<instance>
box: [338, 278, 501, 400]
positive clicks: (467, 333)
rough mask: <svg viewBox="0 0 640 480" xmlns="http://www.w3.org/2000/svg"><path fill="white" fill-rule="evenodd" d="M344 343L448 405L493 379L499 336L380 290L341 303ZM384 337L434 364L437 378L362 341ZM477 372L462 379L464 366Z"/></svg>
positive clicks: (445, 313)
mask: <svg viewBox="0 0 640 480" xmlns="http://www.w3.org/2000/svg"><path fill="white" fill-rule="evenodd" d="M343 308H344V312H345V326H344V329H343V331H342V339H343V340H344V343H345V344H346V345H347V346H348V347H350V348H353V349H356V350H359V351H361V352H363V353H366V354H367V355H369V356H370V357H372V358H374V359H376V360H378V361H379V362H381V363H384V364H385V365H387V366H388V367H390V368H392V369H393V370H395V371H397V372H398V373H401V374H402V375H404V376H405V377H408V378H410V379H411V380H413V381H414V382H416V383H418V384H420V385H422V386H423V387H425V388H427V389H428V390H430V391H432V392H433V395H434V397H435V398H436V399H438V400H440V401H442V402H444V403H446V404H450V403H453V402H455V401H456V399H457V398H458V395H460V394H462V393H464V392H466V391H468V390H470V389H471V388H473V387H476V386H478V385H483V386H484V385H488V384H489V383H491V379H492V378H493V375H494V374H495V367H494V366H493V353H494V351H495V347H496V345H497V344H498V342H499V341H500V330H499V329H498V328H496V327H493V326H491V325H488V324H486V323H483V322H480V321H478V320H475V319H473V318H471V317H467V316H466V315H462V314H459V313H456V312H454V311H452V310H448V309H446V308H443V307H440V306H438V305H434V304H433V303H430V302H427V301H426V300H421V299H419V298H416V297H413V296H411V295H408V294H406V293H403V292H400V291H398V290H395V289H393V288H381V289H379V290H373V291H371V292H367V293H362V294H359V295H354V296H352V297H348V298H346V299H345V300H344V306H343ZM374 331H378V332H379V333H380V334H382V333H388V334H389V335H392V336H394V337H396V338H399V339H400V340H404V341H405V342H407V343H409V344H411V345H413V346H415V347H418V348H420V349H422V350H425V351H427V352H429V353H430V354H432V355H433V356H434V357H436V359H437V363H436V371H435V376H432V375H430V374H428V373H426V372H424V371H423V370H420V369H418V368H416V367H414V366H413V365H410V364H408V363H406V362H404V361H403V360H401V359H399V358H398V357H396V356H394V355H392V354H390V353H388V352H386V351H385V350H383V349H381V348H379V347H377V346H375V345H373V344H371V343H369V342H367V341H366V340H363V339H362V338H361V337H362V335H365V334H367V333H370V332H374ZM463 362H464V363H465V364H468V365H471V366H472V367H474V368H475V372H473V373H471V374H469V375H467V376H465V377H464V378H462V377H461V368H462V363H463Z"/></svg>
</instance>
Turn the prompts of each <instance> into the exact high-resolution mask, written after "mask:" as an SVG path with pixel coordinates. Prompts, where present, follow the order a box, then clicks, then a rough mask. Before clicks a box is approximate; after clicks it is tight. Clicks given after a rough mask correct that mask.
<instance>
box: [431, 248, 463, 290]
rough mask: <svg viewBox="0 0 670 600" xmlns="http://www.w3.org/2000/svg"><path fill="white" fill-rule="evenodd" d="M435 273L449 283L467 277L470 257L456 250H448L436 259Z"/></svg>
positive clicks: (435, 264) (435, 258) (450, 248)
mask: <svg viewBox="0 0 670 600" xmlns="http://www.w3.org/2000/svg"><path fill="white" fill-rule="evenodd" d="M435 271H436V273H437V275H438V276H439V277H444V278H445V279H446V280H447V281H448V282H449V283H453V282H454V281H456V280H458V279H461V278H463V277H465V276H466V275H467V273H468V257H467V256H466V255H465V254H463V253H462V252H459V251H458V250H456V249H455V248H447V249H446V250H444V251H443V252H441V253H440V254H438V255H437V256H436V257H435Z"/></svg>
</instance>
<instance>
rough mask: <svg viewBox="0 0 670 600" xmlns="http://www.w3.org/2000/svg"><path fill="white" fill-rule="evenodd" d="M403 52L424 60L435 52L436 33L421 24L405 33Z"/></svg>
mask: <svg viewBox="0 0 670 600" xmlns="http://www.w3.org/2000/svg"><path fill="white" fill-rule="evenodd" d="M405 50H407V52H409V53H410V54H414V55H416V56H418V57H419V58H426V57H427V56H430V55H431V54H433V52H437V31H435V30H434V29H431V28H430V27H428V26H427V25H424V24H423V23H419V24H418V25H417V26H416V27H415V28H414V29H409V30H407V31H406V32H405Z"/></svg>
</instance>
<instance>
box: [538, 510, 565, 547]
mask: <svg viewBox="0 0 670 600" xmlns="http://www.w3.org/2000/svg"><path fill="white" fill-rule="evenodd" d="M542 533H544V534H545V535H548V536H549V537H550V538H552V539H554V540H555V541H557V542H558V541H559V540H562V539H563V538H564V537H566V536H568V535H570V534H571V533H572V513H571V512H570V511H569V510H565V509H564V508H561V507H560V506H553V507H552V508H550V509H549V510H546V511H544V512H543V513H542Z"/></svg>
· · ·
In your answer, repeat each line of the material word for word.

**SOLUTION FOR THIS EXERCISE**
<instance>
box: [338, 278, 501, 400]
positive clicks: (467, 333)
rough mask: <svg viewBox="0 0 640 480" xmlns="http://www.w3.org/2000/svg"><path fill="white" fill-rule="evenodd" d="M344 343L448 405L493 379L499 336L380 290L341 303ZM384 337L434 364L437 378L362 341ZM477 372L462 379L464 366Z"/></svg>
positive clicks: (445, 313)
mask: <svg viewBox="0 0 640 480" xmlns="http://www.w3.org/2000/svg"><path fill="white" fill-rule="evenodd" d="M343 308H344V312H345V326H344V329H343V331H342V339H343V340H344V343H345V344H346V345H347V346H348V347H350V348H353V349H356V350H359V351H361V352H363V353H366V354H367V355H369V356H370V357H372V358H374V359H376V360H378V361H379V362H381V363H384V364H385V365H387V366H388V367H390V368H392V369H393V370H395V371H397V372H398V373H401V374H402V375H404V376H405V377H408V378H410V379H411V380H413V381H414V382H416V383H418V384H420V385H422V386H423V387H425V388H427V389H428V390H430V391H432V392H433V395H434V397H435V398H436V399H438V400H440V401H442V402H444V403H446V404H450V403H453V402H455V401H456V399H457V398H458V395H460V394H462V393H464V392H466V391H468V390H470V389H471V388H473V387H476V386H478V385H483V386H484V385H488V384H489V383H491V379H492V378H493V375H494V374H495V367H494V366H493V353H494V351H495V347H496V345H497V344H498V342H499V341H500V330H499V329H498V328H496V327H493V326H491V325H488V324H486V323H483V322H480V321H478V320H475V319H473V318H471V317H467V316H466V315H462V314H459V313H456V312H454V311H452V310H448V309H446V308H443V307H440V306H438V305H434V304H433V303H430V302H427V301H426V300H421V299H419V298H416V297H413V296H411V295H408V294H406V293H403V292H400V291H398V290H395V289H393V288H381V289H379V290H373V291H371V292H367V293H362V294H359V295H354V296H352V297H348V298H346V299H345V300H344V306H343ZM374 331H378V332H379V333H380V334H382V333H388V334H389V335H392V336H394V337H396V338H399V339H400V340H404V341H405V342H407V343H409V344H411V345H413V346H415V347H418V348H420V349H422V350H425V351H427V352H429V353H430V354H432V355H433V356H434V357H436V359H437V363H436V371H435V376H432V375H430V374H428V373H426V372H424V371H423V370H420V369H418V368H416V367H414V366H413V365H410V364H408V363H406V362H404V361H403V360H401V359H399V358H398V357H396V356H394V355H392V354H390V353H388V352H386V351H385V350H383V349H381V348H379V347H377V346H375V345H373V344H371V343H369V342H367V341H366V340H363V339H362V338H361V337H362V335H365V334H367V333H370V332H374ZM463 362H464V363H465V364H468V365H471V366H472V367H474V368H475V372H473V373H471V374H469V375H467V376H465V377H464V378H462V377H461V368H462V363H463Z"/></svg>
</instance>
Turn the prompts of each <instance> into the exact high-resolution mask, written after "mask:" as an SVG path with pixel coordinates. Prompts, where present, follow the order a box, then clicks, then a rough mask. Before clicks a box is approximate; after clicks it is tight. Clicks given after a rough mask correct that mask.
<instance>
box: [431, 248, 463, 290]
rough mask: <svg viewBox="0 0 670 600" xmlns="http://www.w3.org/2000/svg"><path fill="white" fill-rule="evenodd" d="M435 273L449 283L467 277L470 257L456 250H448L436 259Z"/></svg>
positive clicks: (435, 264) (435, 258) (450, 248)
mask: <svg viewBox="0 0 670 600" xmlns="http://www.w3.org/2000/svg"><path fill="white" fill-rule="evenodd" d="M435 271H436V273H437V275H438V276H439V277H444V278H445V279H446V280H447V281H448V282H449V283H453V282H454V281H456V280H458V279H461V278H463V277H465V276H466V275H467V273H468V257H467V256H466V255H465V254H463V253H462V252H459V251H458V250H456V249H455V248H447V249H446V250H444V251H443V252H441V253H440V254H438V255H437V256H436V257H435Z"/></svg>
</instance>
<instance>
rough mask: <svg viewBox="0 0 670 600" xmlns="http://www.w3.org/2000/svg"><path fill="white" fill-rule="evenodd" d="M403 52L424 60L435 52L436 33L421 24L405 33Z"/></svg>
mask: <svg viewBox="0 0 670 600" xmlns="http://www.w3.org/2000/svg"><path fill="white" fill-rule="evenodd" d="M405 50H407V52H409V53H410V54H414V55H416V56H418V57H419V58H426V57H427V56H430V55H431V54H433V52H437V31H435V30H434V29H431V28H430V27H428V26H427V25H424V24H423V23H419V24H418V25H417V26H416V27H415V28H414V29H409V30H407V31H406V32H405Z"/></svg>
</instance>
<instance>
box: [538, 510, 565, 547]
mask: <svg viewBox="0 0 670 600" xmlns="http://www.w3.org/2000/svg"><path fill="white" fill-rule="evenodd" d="M542 533H544V534H545V535H548V536H549V537H550V538H552V539H554V540H555V541H557V542H558V541H559V540H562V539H563V538H564V537H566V536H568V535H570V534H571V533H572V513H571V512H570V511H569V510H565V509H564V508H561V507H560V506H553V507H552V508H550V509H549V510H546V511H544V512H543V513H542Z"/></svg>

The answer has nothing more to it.